- _PROBLEM DESCRIPTION_:
Count how many lines of the data below contain the string "trace". Reply with that number alone.

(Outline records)
——————

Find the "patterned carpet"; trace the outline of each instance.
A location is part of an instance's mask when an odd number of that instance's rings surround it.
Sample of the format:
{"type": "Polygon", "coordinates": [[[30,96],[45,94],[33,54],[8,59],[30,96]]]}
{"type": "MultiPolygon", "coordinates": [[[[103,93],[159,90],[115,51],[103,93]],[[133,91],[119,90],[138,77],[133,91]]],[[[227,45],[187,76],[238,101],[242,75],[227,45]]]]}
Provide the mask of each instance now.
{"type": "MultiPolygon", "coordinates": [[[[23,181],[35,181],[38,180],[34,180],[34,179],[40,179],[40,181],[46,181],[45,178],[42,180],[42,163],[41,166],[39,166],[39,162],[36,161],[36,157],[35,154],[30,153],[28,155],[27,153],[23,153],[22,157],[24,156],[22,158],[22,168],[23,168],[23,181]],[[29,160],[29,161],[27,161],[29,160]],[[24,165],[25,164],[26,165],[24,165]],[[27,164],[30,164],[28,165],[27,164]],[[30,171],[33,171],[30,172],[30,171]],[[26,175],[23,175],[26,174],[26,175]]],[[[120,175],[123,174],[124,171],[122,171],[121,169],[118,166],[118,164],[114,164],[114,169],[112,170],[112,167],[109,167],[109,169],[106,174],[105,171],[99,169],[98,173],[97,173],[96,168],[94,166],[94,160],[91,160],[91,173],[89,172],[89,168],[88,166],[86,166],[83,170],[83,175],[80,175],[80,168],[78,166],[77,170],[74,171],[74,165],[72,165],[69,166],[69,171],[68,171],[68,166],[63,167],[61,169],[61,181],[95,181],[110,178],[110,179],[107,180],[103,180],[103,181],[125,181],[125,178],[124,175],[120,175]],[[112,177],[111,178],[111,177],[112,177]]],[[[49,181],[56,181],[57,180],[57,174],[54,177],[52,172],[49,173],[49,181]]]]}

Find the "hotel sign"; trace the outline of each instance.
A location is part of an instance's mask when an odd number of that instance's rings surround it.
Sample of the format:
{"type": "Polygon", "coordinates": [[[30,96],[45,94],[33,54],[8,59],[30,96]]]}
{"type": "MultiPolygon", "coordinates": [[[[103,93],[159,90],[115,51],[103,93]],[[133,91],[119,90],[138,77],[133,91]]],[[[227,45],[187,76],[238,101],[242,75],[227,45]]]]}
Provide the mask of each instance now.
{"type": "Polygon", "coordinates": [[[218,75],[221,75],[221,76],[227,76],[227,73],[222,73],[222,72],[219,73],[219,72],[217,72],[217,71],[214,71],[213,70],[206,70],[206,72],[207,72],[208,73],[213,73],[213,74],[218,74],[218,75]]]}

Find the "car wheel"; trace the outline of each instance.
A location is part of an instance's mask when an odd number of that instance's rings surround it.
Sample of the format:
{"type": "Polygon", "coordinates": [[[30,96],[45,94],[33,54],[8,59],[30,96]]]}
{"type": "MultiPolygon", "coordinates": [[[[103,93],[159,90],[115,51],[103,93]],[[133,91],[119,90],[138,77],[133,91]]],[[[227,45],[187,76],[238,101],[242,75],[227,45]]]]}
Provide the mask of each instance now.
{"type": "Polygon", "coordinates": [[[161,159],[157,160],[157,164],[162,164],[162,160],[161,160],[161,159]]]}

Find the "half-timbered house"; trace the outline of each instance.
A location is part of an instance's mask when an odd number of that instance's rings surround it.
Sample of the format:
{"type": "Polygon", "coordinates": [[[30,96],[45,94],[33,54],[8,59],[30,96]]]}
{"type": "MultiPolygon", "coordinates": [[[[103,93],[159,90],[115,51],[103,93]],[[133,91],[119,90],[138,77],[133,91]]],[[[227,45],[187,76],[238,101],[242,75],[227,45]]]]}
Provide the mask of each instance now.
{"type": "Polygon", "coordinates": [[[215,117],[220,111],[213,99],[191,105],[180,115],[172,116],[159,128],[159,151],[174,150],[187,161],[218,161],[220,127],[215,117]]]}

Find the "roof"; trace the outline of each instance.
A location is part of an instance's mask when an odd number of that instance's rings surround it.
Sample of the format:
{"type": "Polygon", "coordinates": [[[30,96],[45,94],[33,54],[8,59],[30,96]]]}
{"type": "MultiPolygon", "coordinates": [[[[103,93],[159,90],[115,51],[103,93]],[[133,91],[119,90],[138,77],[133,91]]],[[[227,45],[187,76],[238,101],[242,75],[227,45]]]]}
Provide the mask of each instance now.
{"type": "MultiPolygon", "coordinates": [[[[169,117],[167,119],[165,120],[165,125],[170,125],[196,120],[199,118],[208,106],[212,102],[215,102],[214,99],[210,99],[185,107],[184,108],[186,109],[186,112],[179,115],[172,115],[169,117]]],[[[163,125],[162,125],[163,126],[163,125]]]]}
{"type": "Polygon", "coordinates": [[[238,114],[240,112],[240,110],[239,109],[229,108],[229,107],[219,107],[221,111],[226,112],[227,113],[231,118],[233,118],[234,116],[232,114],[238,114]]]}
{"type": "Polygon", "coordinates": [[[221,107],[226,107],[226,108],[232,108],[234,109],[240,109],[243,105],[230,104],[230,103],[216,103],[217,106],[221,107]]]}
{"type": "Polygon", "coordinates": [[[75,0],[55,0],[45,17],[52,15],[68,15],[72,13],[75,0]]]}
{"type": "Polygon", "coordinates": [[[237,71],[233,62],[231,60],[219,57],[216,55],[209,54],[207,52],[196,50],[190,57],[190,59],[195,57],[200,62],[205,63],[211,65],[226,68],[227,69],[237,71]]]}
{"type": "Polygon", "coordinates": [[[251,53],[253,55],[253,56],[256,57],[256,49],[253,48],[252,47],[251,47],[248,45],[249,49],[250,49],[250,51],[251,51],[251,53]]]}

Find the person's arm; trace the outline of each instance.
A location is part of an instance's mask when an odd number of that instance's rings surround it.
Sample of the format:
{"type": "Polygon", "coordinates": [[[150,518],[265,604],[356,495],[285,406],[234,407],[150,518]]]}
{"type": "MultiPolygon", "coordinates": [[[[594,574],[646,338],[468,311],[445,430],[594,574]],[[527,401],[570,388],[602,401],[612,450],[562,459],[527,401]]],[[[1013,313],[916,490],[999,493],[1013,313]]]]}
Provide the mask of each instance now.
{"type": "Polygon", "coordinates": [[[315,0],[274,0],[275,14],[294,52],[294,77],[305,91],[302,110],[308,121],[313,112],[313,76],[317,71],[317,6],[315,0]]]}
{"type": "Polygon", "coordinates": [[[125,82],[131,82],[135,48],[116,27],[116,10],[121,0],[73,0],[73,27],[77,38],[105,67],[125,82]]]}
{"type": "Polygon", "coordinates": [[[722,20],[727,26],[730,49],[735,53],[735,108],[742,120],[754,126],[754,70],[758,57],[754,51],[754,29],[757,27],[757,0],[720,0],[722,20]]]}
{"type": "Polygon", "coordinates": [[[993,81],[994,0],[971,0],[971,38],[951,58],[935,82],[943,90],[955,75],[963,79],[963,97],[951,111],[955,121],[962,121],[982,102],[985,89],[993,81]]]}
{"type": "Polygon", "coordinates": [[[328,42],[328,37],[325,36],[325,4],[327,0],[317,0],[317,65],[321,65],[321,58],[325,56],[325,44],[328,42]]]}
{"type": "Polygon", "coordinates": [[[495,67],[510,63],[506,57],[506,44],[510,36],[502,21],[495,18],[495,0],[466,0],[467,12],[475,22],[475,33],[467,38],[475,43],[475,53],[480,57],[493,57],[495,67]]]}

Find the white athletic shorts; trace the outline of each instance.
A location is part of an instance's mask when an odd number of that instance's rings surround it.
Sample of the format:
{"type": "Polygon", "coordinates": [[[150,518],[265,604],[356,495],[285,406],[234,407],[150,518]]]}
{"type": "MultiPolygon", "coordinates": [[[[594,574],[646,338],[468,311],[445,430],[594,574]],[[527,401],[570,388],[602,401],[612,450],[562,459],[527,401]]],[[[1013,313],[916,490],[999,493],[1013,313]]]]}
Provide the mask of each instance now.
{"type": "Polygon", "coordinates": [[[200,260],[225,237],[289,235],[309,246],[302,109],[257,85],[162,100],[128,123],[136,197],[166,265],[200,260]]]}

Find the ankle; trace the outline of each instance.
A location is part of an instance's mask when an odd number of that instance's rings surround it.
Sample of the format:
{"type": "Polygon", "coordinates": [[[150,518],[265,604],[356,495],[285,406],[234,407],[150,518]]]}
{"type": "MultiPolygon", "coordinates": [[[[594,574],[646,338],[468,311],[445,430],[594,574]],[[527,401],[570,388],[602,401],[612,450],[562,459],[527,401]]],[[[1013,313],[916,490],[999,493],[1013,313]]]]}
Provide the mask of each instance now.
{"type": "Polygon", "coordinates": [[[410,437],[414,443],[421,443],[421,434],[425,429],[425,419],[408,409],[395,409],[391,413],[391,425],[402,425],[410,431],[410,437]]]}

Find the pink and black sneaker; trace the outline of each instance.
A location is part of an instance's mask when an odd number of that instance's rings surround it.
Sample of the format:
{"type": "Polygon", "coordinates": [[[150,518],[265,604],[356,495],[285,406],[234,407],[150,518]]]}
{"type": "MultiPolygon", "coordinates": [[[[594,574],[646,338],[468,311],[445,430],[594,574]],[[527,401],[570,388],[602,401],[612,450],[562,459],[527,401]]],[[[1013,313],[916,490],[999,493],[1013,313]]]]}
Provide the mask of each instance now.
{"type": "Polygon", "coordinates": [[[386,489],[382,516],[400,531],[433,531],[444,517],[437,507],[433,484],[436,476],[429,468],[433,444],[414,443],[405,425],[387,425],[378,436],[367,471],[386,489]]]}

——————

- _ANSWER TO THE EXERCISE_:
9